------ Records supplied ------
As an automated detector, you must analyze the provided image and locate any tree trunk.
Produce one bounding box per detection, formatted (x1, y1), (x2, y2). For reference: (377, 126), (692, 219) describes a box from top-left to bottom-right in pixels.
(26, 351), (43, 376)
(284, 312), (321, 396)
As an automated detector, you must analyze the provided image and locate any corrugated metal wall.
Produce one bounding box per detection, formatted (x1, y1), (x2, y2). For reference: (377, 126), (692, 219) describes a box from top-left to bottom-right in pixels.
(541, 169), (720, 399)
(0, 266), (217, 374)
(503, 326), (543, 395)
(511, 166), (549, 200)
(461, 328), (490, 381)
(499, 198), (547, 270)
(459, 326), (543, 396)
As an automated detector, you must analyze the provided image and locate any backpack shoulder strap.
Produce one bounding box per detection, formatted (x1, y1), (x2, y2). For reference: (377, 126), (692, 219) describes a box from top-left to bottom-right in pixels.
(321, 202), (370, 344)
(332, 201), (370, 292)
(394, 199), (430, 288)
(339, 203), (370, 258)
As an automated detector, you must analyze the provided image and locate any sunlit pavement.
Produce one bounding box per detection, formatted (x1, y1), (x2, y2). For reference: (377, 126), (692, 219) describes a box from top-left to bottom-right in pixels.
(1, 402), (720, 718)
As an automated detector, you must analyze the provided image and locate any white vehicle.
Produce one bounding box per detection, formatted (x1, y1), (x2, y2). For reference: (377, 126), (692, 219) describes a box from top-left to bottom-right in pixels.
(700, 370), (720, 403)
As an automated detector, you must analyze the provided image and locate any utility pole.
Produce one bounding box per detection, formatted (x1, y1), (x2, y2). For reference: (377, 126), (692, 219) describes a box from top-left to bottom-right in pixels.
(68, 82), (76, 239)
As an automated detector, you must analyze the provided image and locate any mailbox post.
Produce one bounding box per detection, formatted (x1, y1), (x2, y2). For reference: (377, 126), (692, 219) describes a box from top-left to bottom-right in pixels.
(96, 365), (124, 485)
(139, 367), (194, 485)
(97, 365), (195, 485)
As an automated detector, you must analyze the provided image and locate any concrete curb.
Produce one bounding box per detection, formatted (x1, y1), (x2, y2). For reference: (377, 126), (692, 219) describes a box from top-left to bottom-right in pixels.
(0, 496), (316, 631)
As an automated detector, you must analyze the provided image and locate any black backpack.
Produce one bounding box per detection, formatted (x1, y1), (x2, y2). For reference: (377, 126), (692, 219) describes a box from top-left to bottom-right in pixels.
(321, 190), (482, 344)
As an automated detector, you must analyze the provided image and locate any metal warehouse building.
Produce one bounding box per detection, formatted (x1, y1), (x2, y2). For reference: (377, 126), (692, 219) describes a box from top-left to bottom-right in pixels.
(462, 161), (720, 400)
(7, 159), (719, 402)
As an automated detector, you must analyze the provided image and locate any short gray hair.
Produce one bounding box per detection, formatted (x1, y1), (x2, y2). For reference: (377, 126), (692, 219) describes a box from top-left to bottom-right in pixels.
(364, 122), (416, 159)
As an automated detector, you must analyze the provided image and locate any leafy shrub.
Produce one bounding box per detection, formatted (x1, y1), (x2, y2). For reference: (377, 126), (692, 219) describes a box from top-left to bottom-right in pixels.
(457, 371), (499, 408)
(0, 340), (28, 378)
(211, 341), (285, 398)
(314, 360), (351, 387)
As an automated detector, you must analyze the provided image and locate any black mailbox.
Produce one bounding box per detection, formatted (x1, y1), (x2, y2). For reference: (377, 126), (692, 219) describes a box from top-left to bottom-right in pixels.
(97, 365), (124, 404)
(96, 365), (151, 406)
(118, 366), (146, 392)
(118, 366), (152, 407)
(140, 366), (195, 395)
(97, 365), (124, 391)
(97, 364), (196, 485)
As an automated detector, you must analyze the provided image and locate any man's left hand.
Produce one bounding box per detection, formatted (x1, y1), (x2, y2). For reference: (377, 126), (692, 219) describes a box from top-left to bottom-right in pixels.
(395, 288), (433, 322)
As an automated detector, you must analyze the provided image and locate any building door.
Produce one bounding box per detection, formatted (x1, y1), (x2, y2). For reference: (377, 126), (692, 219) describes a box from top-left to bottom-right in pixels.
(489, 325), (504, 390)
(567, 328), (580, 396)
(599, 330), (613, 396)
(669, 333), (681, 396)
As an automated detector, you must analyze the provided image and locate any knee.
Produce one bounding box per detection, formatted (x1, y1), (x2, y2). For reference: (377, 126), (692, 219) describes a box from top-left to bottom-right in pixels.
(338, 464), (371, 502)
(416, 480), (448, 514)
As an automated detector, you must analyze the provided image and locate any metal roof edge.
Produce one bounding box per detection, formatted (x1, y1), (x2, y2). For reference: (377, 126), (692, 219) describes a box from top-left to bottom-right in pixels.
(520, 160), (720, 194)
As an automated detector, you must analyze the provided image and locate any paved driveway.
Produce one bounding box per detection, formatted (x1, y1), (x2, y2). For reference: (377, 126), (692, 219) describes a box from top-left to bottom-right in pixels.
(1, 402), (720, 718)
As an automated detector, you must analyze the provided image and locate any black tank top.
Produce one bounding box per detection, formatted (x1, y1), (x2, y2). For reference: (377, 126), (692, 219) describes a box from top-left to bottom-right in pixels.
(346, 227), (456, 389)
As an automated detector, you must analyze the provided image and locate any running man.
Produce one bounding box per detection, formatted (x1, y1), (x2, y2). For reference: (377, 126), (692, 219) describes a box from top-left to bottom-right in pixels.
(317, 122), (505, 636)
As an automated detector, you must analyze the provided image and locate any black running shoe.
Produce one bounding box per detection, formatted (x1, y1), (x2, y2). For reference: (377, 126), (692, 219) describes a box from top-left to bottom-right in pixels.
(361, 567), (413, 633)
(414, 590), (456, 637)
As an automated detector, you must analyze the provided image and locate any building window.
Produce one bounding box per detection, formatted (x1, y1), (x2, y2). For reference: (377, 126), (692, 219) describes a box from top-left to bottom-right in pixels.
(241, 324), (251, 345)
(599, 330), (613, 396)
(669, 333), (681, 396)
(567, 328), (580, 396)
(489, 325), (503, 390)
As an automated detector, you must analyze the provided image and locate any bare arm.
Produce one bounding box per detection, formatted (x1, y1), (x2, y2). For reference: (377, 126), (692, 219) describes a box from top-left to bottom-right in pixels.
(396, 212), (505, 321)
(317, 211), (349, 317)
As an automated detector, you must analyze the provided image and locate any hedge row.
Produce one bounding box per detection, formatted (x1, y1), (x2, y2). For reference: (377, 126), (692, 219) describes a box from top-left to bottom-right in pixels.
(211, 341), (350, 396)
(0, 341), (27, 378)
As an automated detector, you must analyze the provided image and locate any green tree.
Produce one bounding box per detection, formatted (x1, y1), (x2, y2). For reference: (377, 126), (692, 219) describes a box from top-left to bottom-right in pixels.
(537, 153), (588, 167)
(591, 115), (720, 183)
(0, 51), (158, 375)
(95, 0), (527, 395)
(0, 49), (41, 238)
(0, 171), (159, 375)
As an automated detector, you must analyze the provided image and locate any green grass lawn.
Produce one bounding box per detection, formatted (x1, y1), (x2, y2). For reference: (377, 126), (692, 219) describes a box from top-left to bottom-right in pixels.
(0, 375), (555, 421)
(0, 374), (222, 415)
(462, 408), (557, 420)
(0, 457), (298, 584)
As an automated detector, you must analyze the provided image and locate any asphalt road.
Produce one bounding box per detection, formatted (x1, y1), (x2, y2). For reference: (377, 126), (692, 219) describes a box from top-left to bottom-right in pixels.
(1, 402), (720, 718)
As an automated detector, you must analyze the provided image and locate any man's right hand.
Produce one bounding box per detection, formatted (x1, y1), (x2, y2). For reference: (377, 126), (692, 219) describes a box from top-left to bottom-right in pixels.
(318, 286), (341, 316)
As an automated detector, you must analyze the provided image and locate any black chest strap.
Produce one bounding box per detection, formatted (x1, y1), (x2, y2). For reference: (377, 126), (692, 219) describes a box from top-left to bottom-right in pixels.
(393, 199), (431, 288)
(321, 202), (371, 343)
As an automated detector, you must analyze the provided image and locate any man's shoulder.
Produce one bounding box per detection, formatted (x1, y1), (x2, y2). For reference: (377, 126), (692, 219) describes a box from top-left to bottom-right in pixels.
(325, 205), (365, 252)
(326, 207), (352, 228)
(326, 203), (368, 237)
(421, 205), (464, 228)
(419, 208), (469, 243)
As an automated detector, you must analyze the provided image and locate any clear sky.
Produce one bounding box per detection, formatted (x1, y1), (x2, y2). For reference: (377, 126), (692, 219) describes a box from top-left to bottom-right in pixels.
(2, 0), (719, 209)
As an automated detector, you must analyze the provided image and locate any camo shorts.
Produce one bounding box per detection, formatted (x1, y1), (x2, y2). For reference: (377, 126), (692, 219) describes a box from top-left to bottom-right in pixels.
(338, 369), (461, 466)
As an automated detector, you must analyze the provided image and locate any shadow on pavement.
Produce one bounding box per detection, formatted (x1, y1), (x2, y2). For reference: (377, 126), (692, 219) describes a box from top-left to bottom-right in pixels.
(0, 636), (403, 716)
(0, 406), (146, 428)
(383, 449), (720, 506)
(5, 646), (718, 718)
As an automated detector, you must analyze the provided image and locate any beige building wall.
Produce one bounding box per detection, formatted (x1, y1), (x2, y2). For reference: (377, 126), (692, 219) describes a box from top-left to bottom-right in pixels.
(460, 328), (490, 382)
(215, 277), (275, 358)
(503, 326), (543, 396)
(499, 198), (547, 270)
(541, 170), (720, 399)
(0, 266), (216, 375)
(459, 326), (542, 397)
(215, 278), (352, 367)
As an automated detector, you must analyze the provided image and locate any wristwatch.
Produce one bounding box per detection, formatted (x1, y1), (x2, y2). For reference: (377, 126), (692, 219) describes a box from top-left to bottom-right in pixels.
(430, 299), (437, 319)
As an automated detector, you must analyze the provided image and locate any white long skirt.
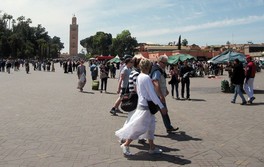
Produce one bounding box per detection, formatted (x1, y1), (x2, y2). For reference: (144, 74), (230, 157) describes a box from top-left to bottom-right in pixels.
(115, 107), (156, 140)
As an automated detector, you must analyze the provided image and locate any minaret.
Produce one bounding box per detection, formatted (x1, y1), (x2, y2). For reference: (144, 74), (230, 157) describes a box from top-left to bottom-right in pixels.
(69, 15), (78, 56)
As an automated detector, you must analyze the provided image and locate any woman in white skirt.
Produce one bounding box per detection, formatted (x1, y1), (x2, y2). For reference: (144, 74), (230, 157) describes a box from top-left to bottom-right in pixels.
(115, 59), (168, 156)
(77, 60), (86, 92)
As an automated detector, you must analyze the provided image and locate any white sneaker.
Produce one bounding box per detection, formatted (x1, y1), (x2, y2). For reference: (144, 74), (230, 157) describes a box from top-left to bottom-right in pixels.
(120, 144), (132, 156)
(149, 147), (162, 154)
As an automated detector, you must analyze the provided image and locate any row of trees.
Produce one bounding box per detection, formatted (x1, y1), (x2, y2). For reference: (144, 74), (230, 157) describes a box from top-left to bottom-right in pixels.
(80, 30), (138, 58)
(80, 31), (189, 59)
(0, 12), (64, 60)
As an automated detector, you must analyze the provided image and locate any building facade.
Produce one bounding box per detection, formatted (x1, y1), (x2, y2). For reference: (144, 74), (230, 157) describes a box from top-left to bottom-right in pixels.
(69, 15), (78, 56)
(137, 43), (264, 61)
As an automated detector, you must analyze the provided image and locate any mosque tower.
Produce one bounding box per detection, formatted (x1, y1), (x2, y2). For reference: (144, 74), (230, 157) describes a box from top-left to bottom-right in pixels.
(69, 15), (78, 56)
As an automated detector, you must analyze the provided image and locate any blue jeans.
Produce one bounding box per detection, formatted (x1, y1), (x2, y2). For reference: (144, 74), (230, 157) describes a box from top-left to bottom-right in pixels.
(232, 84), (246, 103)
(160, 102), (174, 130)
(181, 78), (190, 98)
(171, 82), (179, 98)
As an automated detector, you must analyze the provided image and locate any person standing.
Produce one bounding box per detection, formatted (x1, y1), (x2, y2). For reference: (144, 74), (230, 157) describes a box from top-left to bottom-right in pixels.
(169, 65), (180, 99)
(90, 61), (98, 80)
(25, 60), (30, 74)
(150, 55), (179, 133)
(110, 58), (133, 116)
(180, 61), (193, 100)
(231, 59), (247, 105)
(6, 59), (11, 74)
(116, 59), (167, 156)
(77, 60), (86, 92)
(110, 63), (116, 78)
(63, 61), (68, 73)
(244, 55), (256, 104)
(99, 62), (109, 93)
(51, 61), (55, 72)
(68, 60), (73, 73)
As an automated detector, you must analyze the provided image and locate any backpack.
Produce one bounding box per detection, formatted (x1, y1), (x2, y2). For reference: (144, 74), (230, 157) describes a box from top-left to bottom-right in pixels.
------
## Exercise
The exercise is to copy out every line above that has the word "hand" in it.

## Result of the task
As an automated detector, you must analyze the provided image and locate any man's left hand.
As an automated detector, you must analyze the provided image and locate any man's right hand.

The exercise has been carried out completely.